Cedars-Sinai Blog

Should I Get the Shingles Vaccine?

Nurse giving patient injection

Many of us remember when chickenpox kept us home from school, as we itched the bumps on our skin and laughed as our siblings broke out in the same rash.

Think of shingles as the grown-up version of chickenpox—only this time the rash is more painful than itchy and causes an intense burning sensation that lasts 2-4 weeks. In more serious cases, the pain can last for months.

Shingles is caused by a reactivation of the varicella zoster virus—the same virus that causes chickenpox.

In 2017 the Food and Drug Administration approved a new shingles vaccine called Shingrix.

To learn more about shingles and the Shingrix vaccine, we talked to Dr. Cara Stalzer, an internal medicine physician at Cedars-Sinai's Playa Vista location.

Why do you recommend the Shingrix vaccine to your patients?

Dr. Stalzer: Shingles can cause a severe, and often debilitatingly painful, rash that can occur anywhere on the body. Severe complications can occur if the outbreak involves the eye or ear. The most common complication is postherpetic neuralgia (PHN), which causes prolonged—and often severe—pain.
Shingles is caused by a reactivation of the varicella zoster virus—the same virus that causes chickenpox.

Individuals who are immunocompromised may develop disseminated zoster, which can affect the internal organs and is potentially fatal.

Shingrix is 91-97% effective in preventing shingles and 89-91% effecting in preventing PHN.

What is an appropriate age for people to get the shingles vaccine?

Task details: Pick up the shingles vaccine article after its final line and continue writing it.

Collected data
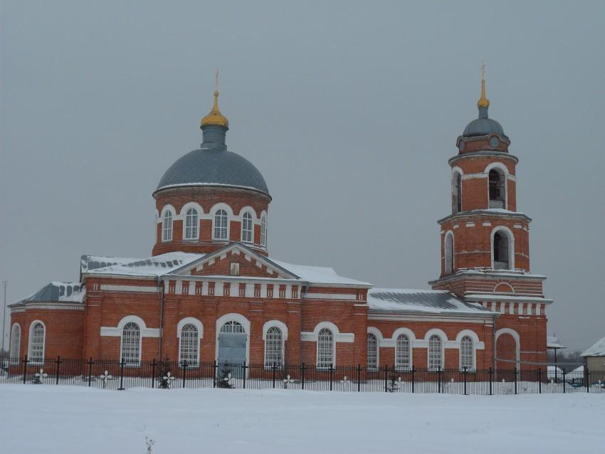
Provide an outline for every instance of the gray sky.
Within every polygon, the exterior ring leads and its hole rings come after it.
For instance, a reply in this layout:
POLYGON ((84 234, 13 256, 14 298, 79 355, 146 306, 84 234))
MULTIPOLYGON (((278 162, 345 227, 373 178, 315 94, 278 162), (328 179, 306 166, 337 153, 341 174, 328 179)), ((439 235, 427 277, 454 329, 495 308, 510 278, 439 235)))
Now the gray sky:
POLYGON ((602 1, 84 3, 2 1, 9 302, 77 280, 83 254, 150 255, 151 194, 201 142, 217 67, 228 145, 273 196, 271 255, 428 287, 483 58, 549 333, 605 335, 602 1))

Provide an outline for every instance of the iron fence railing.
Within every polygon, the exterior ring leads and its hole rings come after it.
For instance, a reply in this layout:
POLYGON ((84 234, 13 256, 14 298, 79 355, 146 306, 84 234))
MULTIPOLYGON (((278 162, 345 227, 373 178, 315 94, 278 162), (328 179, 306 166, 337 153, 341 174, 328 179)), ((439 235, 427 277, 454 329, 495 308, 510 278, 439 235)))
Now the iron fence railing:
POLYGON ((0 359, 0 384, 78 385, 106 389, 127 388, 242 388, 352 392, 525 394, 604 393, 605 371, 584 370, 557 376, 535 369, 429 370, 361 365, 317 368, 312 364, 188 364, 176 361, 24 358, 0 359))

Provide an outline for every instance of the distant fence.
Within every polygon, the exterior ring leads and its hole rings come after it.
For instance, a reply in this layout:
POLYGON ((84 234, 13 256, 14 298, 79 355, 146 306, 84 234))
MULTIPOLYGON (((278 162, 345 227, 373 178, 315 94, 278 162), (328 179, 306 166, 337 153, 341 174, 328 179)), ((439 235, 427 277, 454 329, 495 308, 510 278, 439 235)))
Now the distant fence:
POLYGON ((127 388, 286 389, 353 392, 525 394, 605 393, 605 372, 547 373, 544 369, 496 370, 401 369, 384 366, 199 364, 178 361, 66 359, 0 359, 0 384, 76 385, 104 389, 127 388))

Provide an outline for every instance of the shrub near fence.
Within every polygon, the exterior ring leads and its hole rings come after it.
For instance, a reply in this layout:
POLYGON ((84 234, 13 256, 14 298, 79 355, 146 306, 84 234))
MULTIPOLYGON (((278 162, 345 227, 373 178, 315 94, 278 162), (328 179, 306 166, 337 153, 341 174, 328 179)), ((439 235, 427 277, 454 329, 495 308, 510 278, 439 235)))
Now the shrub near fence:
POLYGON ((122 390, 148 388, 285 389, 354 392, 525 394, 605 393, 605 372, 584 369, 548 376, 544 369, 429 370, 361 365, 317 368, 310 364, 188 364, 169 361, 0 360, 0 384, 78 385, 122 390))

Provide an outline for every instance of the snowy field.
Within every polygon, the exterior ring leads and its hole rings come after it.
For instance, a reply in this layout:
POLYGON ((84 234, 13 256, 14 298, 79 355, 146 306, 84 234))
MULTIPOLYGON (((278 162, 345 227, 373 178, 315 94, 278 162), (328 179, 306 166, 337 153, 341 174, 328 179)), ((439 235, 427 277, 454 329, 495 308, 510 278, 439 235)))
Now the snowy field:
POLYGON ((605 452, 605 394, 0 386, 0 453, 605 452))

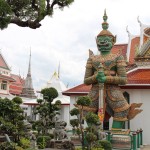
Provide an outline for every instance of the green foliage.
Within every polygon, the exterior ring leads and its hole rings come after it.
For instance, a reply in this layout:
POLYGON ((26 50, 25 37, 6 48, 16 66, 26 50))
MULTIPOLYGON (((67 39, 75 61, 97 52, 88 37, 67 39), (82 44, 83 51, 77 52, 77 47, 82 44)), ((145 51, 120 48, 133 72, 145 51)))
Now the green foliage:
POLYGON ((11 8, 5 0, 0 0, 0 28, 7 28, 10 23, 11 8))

Answer to this problem:
Dr. Stalzer: I highly recommend that all people 50 and older get the vaccine, even if they've had the older vaccine Zostavax. Older people are at higher risk for getting shingles—incidence increases with age.

Are there people who should not get the shingles vaccine?

Dr. Stalzer: You should wait to get the vaccine if you have an acute illness. It's ok to get it if you have a common cold, but you should hold off until your symptoms resolve if you have a severe illness.

If you have had an episode of shingles, you should wait 3 years before getting the vaccine. Also, talk to your doctor before getting the second dose if you had a reaction to the first dose of the vaccine.

What about people who haven't had chickenpox?

Dr. Stalzer: The shingles vaccine is appropriate even if there is no known history of the varicella zoster virus.

A patient may have been exposed to the virus without ever experiencing symptoms and a blood test is not always able to determine whether the patient has been exposed to the virus.